> STUDY QUESTIONS
1. In the article below about the protest at Said Mohamed Cheick High School, what kind of bullets did Mohamed Yahya say the police had fired?
2. Write out the part of the article below about the protest at Said Mohamed Cheick High School from "This amateur video" up to and including "with some classmates.".

> READING PASSAGE
A dozen gendarmes in the island nation of Comoros opened fire during a student protest at Said Mohamed Cheick High School in the capital, Moroni, on Monday, February 20. The gendarmes also used truncheons to beat several protesters. One video shows a group of gendarmes beating a young man in the back of a pick-up truck in the courtyard of the high school, in front of dozens of witnesses.

The gendarmes beat the student in the back of a pick-up belonging to the PIGN [Editor’s note: the intervention squad of the national military police, or, in French, the peloton d’intervention de la gendarmerie nationale], which they had parked in the compound of Said Mohamed Cheick High School. In front of dozens of witnesses, six gendarmes climbed into the back and started being the student, who is wearing a white T-shirt. The student is eventually pushed to the ground. When the footage ends, he is still being beaten.

This amateur video shows gendarmes beating a young protester in the courtyard of Said Mohamed Cheick High School on Monday, February 20, 2017.

Several gendarmes patrol around the vehicle, guns in hand. Assad Ibrahim, a 21-year-old student, was hit with a bullet, even though he had not been demonstrating in the street but had stayed inside the classroom with some classmates.

"I was inside a classroom with some classmates when the gendarmes stormed the school. We hid in a small side room, but one of the gendarmes entered and started hitting one of the students. I went back into the classroom but the same gendarme followed me and shot at me," Ibrahim said in an interview with local press from his hospital bed.

Authorities quickly responded to the incident and suspended the gendarmes accused of carrying out the violence. They are currently in prison, awaiting trial.

Mohamed Yahya, a senior member of the gendarmerie, said that the police had fired only rubber bullets, during an interview with a local newspaper, La Gazette des Comores, published on February 23, 2017.

"That day has been burned into my memory"

Our Observer, a 22-year-old student in his final year at the high school, was there when it happened and said that the day was traumatising. The France 24 Observers Team has chosen to withhold his name to protect his safety.

On that day, classes started at 7am, like any other day. Around 8am, police came and arrested our principal. He was accused of having been involved in dodgy business involving an electricity scam several years ago, long before he was principal. The teachers were furious about the arrest. They explained to us students what had happened before they all left school to protest at the ministry of energy, which is located nearby, to demand the release of their boss.

Quite a few students started a peaceful protest outside of the high school and began to march towards the energy ministry under the supervision of several police officers. I stayed in the school; I didn’t join them.

However, at 10am, the gendarmes arrived on the scene and the situation quickly deteriorated. The gendarmes started firing tear gas and beating the student protesters.

All in all, about 20 students were injured in the incident. One of them was shot inside the high school, where many students had remained.

This photo of bullet casings was posted on a Facebook page dedicated to information about Said Mohamed Cheick High School.

> GIVEN RECORDS

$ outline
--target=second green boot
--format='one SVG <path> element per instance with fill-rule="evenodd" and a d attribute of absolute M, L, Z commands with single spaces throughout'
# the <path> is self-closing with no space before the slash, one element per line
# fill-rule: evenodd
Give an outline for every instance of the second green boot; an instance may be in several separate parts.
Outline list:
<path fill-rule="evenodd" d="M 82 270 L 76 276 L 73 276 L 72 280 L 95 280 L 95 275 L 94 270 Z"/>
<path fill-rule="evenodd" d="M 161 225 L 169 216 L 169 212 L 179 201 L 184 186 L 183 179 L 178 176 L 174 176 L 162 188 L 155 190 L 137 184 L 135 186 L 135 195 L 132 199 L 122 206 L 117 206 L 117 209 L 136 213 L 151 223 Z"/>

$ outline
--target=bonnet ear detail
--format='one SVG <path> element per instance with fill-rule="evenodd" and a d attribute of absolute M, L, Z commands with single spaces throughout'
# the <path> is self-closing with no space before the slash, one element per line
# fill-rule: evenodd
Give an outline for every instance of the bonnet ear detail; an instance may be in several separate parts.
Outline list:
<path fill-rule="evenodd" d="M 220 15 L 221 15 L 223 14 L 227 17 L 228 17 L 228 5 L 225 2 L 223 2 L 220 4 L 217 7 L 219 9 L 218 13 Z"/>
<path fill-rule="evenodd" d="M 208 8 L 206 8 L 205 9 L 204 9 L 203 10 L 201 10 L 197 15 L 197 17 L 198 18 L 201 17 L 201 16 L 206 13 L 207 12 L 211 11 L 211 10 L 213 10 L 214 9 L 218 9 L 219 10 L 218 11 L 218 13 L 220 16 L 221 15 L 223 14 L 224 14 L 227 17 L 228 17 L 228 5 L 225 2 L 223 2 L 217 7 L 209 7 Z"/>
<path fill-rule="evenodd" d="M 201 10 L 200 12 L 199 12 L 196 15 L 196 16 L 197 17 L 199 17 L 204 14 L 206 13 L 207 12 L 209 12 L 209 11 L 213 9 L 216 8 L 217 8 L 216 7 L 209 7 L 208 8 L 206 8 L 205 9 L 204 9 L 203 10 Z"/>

> EXERCISE SOLUTIONS
1. Only rubber bullets.

2.
This amateur video shows gendarmes beating a young protester in the courtyard of Said Mohamed Cheick High School on Monday, February 20, 2017.

Several gendarmes patrol around the vehicle, guns in hand. Assad Ibrahim, a 21-year-old student, was hit with a bullet, even though he had not been demonstrating in the street but had stayed inside the classroom with some classmates.